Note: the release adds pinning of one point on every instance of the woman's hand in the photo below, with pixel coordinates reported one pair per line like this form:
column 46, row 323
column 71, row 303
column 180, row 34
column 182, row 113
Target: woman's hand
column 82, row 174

-*-*-

*Travail demandé*. Présentez chaque ligne du matériel ci-dessus sous forme de tableau Markdown comportant deux colonnes, « Numéro » et « Ligne », en omettant les lignes vides.

*Résultat attendu*.
| Numéro | Ligne |
|---|---|
| 1 | Note: the release adds pinning of one point on every instance of the woman's hand in the photo below, with pixel coordinates reported one pair per line like this form: |
| 2 | column 46, row 323 |
| 3 | column 71, row 303 |
| 4 | column 180, row 34 |
| 5 | column 182, row 113 |
| 6 | Target: woman's hand |
| 7 | column 82, row 174 |